# [Page excerpt]
>> Start
AVIF is a single-image format, so a multi-page .doc is rendered to one AVIF per page rather than one combined file. If you need every page bundled together in a single document, convert to a paged format with DOC to PDF instead, which keeps all pages in one file with selectable text.
The "Conversion Quality" setting controls render resolution: 300 DPI (the default) is sharp enough for most documents, while 400–600 DPI helps fine print and dense tables stay legible. Pick the DPI before converting — each AVIF has a fixed pixel count, so enlarging a finished image only blurs the pixels that are already there. Higher DPI produces larger files and takes a little longer to process.
AVIF is supported by browsers covering roughly 93% of users, including Chrome 85+, Firefox 93+, Safari 16.4+ (2023), and Edge 121+. Older browsers and some image viewers cannot display it, so if you need a picture that opens absolutely everywhere — including legacy software and email previews — choose DOC to JPG or DOC to PNG instead, which display universally.
>> End
# [Instructions]
**A.** Count the lines in the rows that contain the string "metal", treating uppercase and lowercase as different, and give only that number.
**B.** Extend the text on converting DOC files to AVIF, starting right after its final sentence.
The rows have no connection to the text on converting DOC files to AVIF.

# [Supplied data]
>> Start
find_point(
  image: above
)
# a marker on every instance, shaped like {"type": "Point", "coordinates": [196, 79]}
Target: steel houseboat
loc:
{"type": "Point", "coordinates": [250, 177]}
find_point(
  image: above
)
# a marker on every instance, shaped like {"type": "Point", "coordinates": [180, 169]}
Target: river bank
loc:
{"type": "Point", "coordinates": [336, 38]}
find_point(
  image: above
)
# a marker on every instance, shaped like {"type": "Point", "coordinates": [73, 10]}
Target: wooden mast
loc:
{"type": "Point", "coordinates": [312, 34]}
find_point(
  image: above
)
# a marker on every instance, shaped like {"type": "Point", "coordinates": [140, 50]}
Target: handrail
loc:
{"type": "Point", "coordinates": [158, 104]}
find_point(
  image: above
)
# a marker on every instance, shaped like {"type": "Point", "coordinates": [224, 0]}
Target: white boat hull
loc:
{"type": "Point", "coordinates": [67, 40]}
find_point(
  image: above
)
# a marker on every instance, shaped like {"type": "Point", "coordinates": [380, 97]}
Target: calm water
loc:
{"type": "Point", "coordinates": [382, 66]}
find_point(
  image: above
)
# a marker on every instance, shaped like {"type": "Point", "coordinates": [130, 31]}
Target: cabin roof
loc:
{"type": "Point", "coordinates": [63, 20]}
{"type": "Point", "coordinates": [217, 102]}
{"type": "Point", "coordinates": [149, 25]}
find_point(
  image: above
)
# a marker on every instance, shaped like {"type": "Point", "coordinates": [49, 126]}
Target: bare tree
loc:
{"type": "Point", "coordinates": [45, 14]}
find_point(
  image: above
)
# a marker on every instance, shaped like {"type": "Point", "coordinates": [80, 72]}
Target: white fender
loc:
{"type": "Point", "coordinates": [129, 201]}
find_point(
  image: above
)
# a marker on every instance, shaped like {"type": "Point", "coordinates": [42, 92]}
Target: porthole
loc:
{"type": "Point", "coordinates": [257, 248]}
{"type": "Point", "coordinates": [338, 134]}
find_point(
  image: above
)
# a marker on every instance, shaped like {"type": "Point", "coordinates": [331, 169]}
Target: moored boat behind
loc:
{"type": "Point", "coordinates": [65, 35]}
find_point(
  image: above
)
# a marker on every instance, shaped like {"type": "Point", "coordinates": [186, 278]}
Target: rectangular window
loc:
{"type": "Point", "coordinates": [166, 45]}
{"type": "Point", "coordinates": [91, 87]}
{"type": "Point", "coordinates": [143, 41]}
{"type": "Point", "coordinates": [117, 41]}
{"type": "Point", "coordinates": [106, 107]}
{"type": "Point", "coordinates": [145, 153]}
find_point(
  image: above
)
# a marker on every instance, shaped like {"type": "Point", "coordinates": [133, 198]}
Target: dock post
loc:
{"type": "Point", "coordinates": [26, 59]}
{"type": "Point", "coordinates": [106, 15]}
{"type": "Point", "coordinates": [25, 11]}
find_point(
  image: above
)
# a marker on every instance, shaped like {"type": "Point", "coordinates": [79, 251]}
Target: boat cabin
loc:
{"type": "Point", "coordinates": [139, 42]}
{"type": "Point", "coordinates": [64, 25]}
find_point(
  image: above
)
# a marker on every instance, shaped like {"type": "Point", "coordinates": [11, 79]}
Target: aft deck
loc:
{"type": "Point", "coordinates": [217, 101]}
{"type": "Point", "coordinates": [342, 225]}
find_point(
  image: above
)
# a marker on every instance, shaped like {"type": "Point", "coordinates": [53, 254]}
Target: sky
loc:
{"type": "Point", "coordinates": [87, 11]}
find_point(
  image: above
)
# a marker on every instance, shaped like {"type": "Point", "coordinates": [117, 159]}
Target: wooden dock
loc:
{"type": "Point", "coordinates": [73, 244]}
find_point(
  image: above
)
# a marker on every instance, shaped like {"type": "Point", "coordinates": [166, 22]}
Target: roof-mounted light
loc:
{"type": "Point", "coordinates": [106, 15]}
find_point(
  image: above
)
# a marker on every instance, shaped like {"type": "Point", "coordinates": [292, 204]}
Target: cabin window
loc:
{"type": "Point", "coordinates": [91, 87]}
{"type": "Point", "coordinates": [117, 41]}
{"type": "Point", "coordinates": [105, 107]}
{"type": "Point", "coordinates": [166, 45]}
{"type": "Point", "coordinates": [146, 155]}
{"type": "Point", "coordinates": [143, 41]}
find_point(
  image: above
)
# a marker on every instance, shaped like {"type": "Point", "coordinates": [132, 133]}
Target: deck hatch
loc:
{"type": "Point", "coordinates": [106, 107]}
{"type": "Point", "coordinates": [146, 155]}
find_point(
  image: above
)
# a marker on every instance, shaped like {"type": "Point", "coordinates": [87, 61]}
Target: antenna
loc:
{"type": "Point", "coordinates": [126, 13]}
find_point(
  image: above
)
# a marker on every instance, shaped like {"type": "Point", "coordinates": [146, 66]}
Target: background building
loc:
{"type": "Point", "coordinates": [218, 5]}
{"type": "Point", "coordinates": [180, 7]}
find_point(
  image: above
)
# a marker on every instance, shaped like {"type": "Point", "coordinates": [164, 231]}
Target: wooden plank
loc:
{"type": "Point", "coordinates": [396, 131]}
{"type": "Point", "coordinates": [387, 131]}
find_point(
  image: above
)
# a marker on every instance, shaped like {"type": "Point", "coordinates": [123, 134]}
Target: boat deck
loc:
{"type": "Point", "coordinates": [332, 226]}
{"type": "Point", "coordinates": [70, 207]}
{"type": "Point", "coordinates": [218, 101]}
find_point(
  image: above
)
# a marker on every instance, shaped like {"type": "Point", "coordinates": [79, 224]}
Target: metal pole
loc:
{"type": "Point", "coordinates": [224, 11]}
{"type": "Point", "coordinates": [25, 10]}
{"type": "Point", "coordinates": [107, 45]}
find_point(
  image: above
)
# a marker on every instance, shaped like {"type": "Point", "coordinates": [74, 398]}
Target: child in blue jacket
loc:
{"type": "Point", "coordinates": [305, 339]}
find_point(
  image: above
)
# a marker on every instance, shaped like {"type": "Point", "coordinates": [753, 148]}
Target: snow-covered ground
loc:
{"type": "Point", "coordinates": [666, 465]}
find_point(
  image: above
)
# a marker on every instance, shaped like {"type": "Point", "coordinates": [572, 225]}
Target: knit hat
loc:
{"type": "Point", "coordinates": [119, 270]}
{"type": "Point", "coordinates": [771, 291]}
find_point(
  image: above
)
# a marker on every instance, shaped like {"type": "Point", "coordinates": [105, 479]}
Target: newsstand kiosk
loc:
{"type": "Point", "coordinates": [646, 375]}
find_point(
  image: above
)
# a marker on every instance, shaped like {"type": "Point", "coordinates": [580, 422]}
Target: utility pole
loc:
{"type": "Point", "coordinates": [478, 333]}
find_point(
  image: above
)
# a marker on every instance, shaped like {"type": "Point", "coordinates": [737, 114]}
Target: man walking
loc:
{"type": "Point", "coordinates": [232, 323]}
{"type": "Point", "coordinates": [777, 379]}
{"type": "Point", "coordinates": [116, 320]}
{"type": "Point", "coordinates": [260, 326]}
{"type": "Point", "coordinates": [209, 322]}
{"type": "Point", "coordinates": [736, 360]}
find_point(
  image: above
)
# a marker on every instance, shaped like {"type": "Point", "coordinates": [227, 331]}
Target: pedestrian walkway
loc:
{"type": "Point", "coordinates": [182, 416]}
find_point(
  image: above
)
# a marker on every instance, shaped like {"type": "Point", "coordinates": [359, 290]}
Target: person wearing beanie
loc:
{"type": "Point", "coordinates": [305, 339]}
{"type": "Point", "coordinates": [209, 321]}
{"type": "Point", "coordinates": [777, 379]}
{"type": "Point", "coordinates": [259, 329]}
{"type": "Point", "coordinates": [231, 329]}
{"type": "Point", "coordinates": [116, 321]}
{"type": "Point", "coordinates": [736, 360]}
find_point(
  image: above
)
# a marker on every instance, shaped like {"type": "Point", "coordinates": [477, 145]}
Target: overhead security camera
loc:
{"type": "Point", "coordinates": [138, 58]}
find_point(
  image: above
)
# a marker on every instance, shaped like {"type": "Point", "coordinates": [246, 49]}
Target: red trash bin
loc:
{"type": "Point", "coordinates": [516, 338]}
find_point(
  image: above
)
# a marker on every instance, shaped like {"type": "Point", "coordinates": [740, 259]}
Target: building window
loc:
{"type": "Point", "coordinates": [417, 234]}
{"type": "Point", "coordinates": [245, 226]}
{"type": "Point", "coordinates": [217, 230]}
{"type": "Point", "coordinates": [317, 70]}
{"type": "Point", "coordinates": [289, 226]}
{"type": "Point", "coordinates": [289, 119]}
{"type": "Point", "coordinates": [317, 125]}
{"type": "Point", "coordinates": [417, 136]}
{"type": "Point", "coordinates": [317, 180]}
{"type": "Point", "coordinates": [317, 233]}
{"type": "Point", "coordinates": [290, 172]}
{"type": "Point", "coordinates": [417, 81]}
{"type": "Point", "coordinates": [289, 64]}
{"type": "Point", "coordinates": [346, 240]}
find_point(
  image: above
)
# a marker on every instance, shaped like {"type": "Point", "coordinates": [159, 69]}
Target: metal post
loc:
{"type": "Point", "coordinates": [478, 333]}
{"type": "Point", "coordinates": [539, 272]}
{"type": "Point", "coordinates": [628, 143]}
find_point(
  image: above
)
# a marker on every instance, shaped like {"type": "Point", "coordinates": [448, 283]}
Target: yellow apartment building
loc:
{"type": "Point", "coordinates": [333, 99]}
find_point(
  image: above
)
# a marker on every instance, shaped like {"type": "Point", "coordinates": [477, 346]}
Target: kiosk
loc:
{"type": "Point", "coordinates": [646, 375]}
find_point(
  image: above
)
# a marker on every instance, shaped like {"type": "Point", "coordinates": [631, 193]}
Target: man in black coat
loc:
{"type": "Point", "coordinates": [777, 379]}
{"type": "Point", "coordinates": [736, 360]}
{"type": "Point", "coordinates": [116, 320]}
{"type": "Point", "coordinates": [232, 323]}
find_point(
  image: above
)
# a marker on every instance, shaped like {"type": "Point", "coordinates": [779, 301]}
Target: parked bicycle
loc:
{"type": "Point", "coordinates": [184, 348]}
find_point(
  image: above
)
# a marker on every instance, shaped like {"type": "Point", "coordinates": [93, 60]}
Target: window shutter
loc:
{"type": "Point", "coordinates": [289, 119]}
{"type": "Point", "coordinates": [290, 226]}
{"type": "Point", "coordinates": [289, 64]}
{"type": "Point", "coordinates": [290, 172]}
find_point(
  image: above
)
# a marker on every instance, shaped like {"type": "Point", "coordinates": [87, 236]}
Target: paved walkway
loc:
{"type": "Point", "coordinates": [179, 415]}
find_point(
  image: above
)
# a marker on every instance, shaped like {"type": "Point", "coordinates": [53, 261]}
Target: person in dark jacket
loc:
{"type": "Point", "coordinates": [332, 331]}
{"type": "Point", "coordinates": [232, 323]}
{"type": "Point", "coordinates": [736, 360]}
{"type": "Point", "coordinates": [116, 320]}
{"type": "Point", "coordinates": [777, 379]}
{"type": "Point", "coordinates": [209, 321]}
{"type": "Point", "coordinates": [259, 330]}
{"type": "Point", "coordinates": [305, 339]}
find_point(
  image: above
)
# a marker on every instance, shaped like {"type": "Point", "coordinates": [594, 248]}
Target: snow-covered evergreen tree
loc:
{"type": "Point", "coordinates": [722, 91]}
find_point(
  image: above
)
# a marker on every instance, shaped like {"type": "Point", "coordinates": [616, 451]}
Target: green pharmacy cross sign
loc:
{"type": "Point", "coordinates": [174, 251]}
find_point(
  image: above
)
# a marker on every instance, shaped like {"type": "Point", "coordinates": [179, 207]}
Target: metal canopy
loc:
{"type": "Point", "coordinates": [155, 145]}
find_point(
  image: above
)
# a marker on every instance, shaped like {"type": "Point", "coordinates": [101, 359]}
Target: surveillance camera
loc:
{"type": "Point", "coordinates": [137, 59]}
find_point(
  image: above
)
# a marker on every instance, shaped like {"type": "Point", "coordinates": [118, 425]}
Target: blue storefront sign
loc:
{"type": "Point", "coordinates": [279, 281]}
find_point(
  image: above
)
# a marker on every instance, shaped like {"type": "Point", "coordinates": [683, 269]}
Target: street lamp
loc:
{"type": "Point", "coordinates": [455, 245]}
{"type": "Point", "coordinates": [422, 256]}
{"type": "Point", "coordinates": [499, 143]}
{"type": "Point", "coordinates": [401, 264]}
>> End
# [Answer set]
**A.** 3

**B.**
Legacy .doc is an OLE2 binary format from the Word 97–2003 era, and a renderer can only reproduce fonts that travel with the file. Fonts embedded in the .doc come through faithfully; fonts that are merely referenced fall back to the closest available match, which can nudge line breaks and spacing. If a document misbehaves, modernize it first with DOC to DOCX and convert the cleaner .docx — the newer XML format is far easier to parse. If your file is already a .docx, use DOCX to AVIF directly.
Your .doc is uploaded over an encrypted connection and processed on our servers — there is no in-browser-only mode for this conversion. Files are deleted automatically a few hours after conversion and are never shared or made public; no account is required and the output carries no watermark. In our testing, a single-page styled .doc at 300 DPI renders cleanly to a compact AVIF, while documents with non-embedded fonts or heavy layering are more likely to substitute a typeface — spot-check complex pages, and keep your original .doc as the master copy.